AIM OF THE EXERCISE:
Filter the records below and copy out every line that contains the string "microwave". Matching is case-sensitive.

═══ MATERIAL PROVIDED ═══

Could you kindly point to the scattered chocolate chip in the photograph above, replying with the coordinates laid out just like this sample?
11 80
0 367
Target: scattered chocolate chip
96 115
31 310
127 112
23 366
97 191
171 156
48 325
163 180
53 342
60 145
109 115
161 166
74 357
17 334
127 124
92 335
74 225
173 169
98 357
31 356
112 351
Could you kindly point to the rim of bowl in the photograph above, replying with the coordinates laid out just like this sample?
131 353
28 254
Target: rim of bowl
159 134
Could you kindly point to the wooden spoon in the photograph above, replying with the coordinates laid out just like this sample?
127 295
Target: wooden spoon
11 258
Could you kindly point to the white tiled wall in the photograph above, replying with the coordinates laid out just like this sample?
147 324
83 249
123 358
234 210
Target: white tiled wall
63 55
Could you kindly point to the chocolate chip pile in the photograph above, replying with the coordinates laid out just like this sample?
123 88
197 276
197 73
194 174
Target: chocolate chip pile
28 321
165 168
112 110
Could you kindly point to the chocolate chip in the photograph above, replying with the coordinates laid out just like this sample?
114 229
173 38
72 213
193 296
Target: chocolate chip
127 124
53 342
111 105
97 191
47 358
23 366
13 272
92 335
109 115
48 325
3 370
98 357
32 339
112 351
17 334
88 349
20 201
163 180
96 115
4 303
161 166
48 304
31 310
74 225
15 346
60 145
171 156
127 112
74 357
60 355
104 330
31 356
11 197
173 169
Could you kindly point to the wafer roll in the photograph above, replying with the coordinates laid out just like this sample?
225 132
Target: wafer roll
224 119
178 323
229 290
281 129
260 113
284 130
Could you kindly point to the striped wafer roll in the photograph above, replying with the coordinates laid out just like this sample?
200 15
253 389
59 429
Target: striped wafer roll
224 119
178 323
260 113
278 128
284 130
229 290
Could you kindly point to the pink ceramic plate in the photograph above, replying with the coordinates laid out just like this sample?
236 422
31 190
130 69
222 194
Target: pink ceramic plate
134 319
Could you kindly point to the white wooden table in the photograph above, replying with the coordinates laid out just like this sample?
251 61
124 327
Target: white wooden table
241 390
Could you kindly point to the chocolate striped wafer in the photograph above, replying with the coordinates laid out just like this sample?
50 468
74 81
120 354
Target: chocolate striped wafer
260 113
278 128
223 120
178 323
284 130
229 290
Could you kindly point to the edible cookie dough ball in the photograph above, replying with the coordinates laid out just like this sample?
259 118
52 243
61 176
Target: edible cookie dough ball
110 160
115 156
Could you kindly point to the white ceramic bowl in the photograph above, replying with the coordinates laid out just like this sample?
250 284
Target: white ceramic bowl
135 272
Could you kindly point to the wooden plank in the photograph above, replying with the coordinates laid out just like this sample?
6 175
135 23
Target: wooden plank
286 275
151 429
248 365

═══
═══ MATERIAL PROVIDED ═══

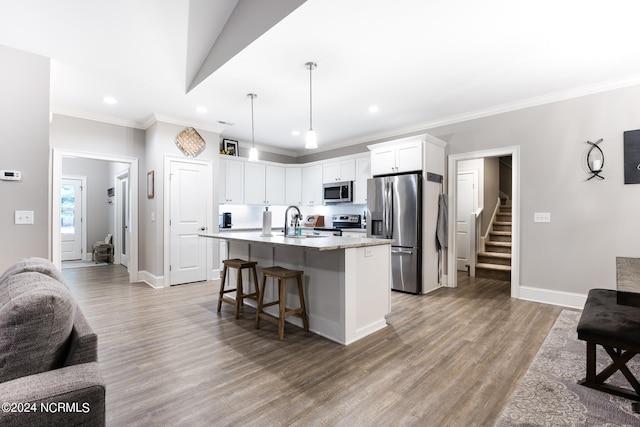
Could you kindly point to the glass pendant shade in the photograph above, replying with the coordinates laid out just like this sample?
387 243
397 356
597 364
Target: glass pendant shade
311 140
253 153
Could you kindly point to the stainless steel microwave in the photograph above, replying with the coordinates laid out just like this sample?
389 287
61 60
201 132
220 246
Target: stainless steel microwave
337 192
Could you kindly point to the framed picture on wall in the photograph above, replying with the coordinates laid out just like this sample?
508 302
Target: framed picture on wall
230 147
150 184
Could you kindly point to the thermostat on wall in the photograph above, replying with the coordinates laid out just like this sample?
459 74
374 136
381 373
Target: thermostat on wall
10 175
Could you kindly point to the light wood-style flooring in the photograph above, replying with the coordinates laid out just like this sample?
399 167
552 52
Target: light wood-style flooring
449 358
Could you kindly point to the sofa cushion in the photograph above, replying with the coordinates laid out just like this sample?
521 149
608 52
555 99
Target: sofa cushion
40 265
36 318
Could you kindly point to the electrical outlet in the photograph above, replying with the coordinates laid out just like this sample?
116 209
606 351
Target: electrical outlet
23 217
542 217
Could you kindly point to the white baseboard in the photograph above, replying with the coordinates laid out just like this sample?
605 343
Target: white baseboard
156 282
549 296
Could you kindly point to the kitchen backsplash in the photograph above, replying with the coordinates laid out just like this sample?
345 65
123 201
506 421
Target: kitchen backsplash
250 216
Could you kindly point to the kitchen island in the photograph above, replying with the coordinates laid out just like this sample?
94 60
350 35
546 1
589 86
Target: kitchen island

═══

COMPLETE OUTPUT:
Could you kindly point to the stainless steel microwave in the photograph above, replying with the coordinates laid out just like this sample?
Target: stainless steel microwave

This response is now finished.